* Task list *
A) According to the passage on facts and leadership, why is "1 + 1 = 2" called self-evident? Answer in one to three sentences.
B) Continue the passage on facts and leadership, starting after its final sentence.

There is nothing wrong with personalities. We all have one. However, the personalities we are most interested in are often out of sync with our best interests.

Facts must NEVER be ignored. You can’t substitute an opinion for a fact. If you really break your arm you can’t simply say, “It’s not broken” and it magically mends itself. No, it is ACTUALLY broken and you have to attend to it immediately in the real world. There are many such crucial facts that are every bit as real that are now routinely and delusionally ignored because mediocrity has taken over so many minds. If someone says the Sun is a hot ball of gas warming the Earth, you can’t say, “No, it’s a snowball” but there are many who act that way. If I tell you the Earth is a sphere, you don’t get to tell me, “No, the Earth is a disk” because I have EVIDENCE and you don’t. Evidence is as simple believing your own eyes. If you take a knife and cut yourself, you WILL bleed. 100% guaranteed. Yes, some facts can be in dispute but many others can’t.

1 + 1 = 2. This is called self-evident because our minds know it to be true, inherently and absolutely. Adding up facts creates a CASE. If enough facts are given in support, the case becomes clear. It is the job of leaders to make a case based on such evidence and facts, not on personal opinions. Opinion always plays a roll because not everything is black and white but even there we have something called an informed opinion. When deciding big and important things we only want to use informed opinions armed with facts and evidence.

Smart, non-mediocre leaders can make a huge difference because they are in a position to amplify their power of influence. For example, the could improve our educational system and fight back on the crushing ignorance by improving school curricula and hiring better teachers for better pay. However, we are in short supply and ignorant masses are attracted to ignorant leaders who don’t make them feel stupid, basically one of them. This puts us in an existential race to elevate our basic education before society is too dumb to care. Even worse, a dumbed down, ignorant public becomes adversarial to education and “elite” is used as a pejorative term which leads to a sort of intellectual purge.

* Information provided *
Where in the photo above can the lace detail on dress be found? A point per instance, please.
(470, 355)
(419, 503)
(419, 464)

* Expected outputs *
A) It is called self-evident because our minds know it to be true, inherently and absolutely.

B)
A society that embraces mediocrity (and worse) becomes uncompetitive in the global market. They simply don’t have the intellectual firepower to sustain innovation, growth and a modern standard of living. Movies such as Don’t Look Up and Idiocracy, though meant to be satirical, have an element of truth to them and show what could happen if society became incapable of critical thinking or historical perspective. Skills of all kinds are lost and the masses become completely lost in dim ignorance.

Mediocrity is everywhere and is super amplified on social media and via technology (that fewer and fewer understand). Peruse the world of NFT for proof positive. Not only is 99% of the art completely lame, it’s almost the lamer it is, the more it is praised and purchased. Look at a simple picture of a garbage can that someone insanely paid $250,000 for and then proceeded to trade it to other purchasers until someone paid $95M for a JPEG of a garbage can! That’s not just dumb, it’s insane and it’s also dangerous because it takes money that could be getting put to good use and locks it up in literal garbage. That’s just 1 NFT!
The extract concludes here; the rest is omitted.